* [EXERCISE OBJECTIVE]: Reproduce everything from the line containing "One point rides on each instance of the striped" down to the end of the records, requests and all, and shift each answer coordinate by adding -12 to it.
════════════════════
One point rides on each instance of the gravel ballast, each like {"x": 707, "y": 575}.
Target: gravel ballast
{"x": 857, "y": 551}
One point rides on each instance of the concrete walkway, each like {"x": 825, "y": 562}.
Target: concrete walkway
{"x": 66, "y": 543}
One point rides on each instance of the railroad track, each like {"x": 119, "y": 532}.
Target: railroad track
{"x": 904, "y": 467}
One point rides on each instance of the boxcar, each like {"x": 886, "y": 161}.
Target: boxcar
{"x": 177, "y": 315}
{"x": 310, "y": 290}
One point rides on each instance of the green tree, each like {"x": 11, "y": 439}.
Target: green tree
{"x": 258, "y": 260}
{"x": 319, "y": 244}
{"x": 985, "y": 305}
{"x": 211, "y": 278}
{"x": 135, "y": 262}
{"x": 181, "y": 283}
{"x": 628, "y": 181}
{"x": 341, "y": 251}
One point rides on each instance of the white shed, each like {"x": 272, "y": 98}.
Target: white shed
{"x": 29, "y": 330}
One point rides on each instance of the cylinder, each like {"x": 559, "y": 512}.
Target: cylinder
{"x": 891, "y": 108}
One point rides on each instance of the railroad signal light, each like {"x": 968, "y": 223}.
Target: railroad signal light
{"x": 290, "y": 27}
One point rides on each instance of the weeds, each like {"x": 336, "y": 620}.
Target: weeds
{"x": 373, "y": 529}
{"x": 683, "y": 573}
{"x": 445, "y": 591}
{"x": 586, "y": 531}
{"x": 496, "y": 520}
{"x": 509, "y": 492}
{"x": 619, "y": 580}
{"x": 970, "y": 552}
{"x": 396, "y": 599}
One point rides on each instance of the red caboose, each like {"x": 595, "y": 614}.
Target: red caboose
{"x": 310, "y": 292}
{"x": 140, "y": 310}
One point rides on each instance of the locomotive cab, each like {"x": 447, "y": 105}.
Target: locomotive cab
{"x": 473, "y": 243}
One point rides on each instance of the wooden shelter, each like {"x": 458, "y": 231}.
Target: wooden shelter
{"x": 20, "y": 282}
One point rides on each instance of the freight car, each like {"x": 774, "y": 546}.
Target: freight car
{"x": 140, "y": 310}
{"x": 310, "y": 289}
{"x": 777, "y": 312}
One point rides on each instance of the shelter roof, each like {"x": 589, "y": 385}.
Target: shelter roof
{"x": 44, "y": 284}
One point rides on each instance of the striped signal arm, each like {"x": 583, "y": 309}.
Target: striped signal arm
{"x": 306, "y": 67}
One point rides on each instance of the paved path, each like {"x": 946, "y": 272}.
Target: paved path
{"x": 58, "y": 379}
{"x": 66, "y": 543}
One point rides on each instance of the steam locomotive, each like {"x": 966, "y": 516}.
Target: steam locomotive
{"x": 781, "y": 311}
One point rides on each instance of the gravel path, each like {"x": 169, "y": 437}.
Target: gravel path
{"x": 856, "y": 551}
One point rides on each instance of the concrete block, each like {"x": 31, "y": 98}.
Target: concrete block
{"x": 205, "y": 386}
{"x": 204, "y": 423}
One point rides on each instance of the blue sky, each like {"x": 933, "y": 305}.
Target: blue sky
════════════════════
* [THE REPLY]:
One point rides on each instance of the striped signal arm, each like {"x": 583, "y": 309}.
Target: striped signal arm
{"x": 294, "y": 55}
One point rides on each instance of the paved path, each like {"x": 946, "y": 272}.
Target: paved path
{"x": 46, "y": 367}
{"x": 54, "y": 531}
One point rides on each instance of the steam locomotive, each like {"x": 966, "y": 516}.
Target: steam locomotive
{"x": 769, "y": 299}
One point rides on each instance of the gravel path, each like {"x": 169, "y": 437}.
Target: gravel path
{"x": 844, "y": 539}
One point rides on each instance of the concrete block, each like {"x": 31, "y": 98}.
Target: concrete block
{"x": 193, "y": 374}
{"x": 192, "y": 411}
One point rides on each instance of the blue sky, each like {"x": 933, "y": 305}.
Target: blue sky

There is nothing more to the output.